▶ [Work instruction]: Restate the entries below word for word, leaving nothing out.

[Data excerpts]
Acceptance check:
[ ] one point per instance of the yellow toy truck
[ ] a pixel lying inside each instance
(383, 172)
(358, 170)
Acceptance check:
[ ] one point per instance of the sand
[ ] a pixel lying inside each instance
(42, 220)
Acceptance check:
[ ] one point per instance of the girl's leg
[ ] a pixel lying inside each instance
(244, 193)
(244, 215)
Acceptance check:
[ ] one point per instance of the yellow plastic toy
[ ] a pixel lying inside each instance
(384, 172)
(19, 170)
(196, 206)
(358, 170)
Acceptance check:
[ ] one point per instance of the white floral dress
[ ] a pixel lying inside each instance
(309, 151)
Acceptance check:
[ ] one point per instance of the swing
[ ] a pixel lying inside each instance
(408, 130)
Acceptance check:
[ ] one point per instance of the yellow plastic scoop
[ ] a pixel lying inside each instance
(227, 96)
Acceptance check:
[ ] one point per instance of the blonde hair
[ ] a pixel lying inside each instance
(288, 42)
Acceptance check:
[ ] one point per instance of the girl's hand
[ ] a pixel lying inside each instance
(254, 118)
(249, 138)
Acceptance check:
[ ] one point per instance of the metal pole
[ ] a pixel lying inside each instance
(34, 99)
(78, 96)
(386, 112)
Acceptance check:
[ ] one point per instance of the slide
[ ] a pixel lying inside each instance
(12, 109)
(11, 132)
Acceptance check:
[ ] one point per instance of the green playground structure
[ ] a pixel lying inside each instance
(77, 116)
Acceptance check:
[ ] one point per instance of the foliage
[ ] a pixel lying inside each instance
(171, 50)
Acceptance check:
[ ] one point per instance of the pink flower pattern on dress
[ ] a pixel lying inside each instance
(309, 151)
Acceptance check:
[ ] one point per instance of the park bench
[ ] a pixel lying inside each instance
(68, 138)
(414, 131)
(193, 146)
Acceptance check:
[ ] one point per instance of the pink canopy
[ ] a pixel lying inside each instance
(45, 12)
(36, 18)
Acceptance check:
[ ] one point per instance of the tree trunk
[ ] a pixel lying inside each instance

▶ [Answer]:
Acceptance check:
[ ] one point per instance of the yellow toy truck
[ ] a pixel lying inside each instance
(383, 172)
(358, 170)
Acceptance check:
[ ] one point per instance of the sand
[ ] a pixel lying inside each instance
(42, 220)
Acceptance check:
[ ] one point per instance of the girl's leg
[ ] a pixel lying inside each instance
(244, 193)
(244, 215)
Acceptance check:
[ ] one point per instance of the yellow plastic toy
[ ] a pixel lying inside each instance
(384, 172)
(19, 170)
(196, 206)
(358, 170)
Acceptance check:
[ ] one point per instance of the white floral dress
[ ] a pixel lying inside each instance
(309, 151)
Acceptance check:
[ ] one point per instance of the swing
[ ] a pixel lying inside each instance
(408, 130)
Acceptance check:
[ ] one point per instance of the yellow plastic scoop
[ ] a pixel lying inside each instance
(227, 96)
Acceptance check:
[ ] one point per instance of the blonde hair
[ ] a pixel lying inside each instance
(288, 42)
Acceptance check:
[ ] one point per instance of the girl's hand
[ ] a pixel lying inside each instance
(254, 118)
(249, 138)
Acceptance check:
[ ] one point per instance of the metal pole
[ ] a pixel lying inside each instance
(34, 99)
(78, 96)
(386, 112)
Acceptance check:
[ ] one point per instance of the slide
[ ] a pixel lying inside each instance
(12, 109)
(11, 132)
Acceptance check:
[ ] one point per instance of the green playground structure
[ ] a pixel lying inside each instance
(77, 116)
Acceptance check:
[ ] one point per instance of the foliage
[ ] a pixel lying inside each instance
(171, 50)
Acceptance check:
[ ] one point per instance of the pink flower pattern on dress
[ ] a pixel lying inside each instance
(309, 151)
Acceptance check:
[ ] one point per instance of the park bench
[ ] a pixel lying inside each instance
(68, 138)
(414, 131)
(193, 146)
Acceptance check:
[ ] one point per instance of the pink canopy
[ ] a pixel lying inside each instance
(45, 12)
(36, 18)
Acceptance check:
[ ] one point per instance of the tree trunk
[ ] a pixel lying inside each instance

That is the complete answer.